WORK REQUEST »
Go through the data below and gather each line containing "positive".

SUPPLIED ENTRIES »
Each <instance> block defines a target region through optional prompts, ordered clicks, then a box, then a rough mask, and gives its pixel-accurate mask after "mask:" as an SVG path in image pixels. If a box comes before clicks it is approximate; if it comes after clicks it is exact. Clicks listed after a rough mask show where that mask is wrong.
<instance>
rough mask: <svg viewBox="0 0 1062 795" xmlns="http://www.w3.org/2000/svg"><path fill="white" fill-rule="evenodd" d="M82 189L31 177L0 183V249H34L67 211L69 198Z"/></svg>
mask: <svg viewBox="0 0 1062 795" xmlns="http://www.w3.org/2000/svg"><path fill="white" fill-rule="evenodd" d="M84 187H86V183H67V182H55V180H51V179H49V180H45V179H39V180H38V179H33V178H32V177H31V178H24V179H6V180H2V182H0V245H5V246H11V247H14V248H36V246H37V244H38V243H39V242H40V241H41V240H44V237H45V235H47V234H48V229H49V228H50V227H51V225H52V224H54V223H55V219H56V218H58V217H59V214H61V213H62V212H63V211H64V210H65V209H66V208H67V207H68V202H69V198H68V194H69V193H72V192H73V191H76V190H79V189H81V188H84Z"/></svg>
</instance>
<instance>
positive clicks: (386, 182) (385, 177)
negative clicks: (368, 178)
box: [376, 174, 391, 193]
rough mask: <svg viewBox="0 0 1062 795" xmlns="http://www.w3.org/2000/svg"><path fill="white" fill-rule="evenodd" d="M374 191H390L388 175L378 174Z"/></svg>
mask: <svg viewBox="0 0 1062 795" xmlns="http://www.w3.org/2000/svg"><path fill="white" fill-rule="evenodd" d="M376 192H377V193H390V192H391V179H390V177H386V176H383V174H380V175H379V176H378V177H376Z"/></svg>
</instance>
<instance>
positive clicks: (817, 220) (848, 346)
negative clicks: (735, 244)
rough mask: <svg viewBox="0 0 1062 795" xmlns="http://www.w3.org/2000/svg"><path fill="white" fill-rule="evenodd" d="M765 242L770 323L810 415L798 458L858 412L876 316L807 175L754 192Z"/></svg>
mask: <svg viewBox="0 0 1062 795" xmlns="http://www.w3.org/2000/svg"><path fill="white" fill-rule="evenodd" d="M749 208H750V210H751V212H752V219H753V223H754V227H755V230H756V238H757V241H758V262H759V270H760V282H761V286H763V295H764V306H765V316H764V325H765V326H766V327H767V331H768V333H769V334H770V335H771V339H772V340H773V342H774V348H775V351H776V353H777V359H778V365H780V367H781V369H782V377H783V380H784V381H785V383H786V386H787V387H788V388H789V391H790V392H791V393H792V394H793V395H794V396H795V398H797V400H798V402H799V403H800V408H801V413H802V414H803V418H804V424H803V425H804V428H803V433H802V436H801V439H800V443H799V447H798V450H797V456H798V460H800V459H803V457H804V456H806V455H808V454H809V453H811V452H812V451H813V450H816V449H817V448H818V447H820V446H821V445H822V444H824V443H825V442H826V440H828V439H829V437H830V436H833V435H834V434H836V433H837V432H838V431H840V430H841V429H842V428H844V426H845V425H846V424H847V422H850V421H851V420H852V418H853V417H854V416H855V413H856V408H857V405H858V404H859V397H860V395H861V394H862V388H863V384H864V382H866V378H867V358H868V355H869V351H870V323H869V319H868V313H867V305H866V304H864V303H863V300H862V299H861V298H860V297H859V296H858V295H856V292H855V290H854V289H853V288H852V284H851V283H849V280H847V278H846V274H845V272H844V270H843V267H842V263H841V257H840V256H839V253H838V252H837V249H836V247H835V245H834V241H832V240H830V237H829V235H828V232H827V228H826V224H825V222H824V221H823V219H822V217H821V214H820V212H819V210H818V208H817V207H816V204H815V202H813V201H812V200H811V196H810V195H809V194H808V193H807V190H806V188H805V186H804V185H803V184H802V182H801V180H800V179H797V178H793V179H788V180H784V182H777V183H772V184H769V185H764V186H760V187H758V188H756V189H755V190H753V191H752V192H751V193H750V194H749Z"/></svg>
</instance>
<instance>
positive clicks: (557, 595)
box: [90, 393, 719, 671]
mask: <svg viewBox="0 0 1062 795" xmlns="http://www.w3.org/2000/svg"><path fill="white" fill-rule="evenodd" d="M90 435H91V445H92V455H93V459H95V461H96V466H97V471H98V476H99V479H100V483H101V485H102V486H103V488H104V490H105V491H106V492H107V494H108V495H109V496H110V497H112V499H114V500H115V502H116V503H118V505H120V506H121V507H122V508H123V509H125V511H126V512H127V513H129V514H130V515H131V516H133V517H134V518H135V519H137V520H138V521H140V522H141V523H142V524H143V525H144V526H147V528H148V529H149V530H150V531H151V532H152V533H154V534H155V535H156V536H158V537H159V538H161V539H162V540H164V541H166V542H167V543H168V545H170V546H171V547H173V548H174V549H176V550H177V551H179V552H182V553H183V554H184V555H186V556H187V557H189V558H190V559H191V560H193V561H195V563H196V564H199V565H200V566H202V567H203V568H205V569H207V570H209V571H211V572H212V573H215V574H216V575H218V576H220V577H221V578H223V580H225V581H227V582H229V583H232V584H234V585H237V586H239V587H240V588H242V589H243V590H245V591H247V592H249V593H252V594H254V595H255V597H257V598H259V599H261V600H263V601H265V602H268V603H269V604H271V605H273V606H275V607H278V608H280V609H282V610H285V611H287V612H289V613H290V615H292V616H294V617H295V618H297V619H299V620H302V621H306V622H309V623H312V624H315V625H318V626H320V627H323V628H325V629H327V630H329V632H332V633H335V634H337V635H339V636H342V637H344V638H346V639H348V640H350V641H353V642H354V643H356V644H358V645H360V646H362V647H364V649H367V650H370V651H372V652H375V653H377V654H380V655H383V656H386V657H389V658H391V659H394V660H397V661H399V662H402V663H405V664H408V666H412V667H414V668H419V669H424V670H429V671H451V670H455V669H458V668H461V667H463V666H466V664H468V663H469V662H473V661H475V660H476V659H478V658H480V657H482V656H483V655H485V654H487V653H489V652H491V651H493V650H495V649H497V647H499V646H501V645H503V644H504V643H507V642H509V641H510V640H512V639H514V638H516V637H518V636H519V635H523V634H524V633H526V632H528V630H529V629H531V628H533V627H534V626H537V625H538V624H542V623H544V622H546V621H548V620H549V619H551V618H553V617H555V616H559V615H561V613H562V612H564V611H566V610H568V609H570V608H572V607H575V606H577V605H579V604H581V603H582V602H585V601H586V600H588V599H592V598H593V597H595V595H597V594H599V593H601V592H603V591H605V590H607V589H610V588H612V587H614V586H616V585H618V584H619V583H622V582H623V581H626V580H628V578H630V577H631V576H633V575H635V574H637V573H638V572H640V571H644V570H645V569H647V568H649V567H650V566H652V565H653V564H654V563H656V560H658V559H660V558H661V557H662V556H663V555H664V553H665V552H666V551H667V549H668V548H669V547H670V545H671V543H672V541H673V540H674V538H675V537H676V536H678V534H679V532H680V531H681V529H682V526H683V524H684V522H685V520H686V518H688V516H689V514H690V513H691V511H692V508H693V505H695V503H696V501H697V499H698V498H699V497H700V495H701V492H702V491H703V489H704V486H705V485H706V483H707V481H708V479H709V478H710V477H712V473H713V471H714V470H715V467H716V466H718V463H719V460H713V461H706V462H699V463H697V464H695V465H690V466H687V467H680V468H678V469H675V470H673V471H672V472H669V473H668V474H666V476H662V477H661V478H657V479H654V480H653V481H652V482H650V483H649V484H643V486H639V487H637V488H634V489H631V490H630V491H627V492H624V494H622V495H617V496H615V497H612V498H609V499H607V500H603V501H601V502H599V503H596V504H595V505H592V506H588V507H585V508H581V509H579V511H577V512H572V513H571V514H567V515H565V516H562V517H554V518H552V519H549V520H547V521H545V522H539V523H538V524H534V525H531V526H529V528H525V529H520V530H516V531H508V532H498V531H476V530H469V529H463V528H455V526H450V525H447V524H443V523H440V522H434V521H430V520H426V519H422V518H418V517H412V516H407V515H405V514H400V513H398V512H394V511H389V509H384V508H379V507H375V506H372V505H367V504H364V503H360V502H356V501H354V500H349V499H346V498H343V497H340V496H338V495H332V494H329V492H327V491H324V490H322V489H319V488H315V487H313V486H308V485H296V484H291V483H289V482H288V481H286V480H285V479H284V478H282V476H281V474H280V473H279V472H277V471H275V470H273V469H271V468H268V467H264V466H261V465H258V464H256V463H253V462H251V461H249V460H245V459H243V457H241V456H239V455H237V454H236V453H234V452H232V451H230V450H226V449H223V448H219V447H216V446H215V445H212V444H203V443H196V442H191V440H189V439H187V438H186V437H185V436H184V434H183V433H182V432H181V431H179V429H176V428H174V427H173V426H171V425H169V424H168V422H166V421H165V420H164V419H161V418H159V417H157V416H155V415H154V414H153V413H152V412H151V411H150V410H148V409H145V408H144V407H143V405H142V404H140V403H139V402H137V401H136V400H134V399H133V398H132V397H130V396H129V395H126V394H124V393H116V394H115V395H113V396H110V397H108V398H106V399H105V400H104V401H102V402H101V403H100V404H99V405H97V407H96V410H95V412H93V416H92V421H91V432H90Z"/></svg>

WRITTEN RESPONSE »
positive clicks: (386, 182) (385, 177)
positive clicks: (817, 220) (848, 346)
positive clicks: (557, 595)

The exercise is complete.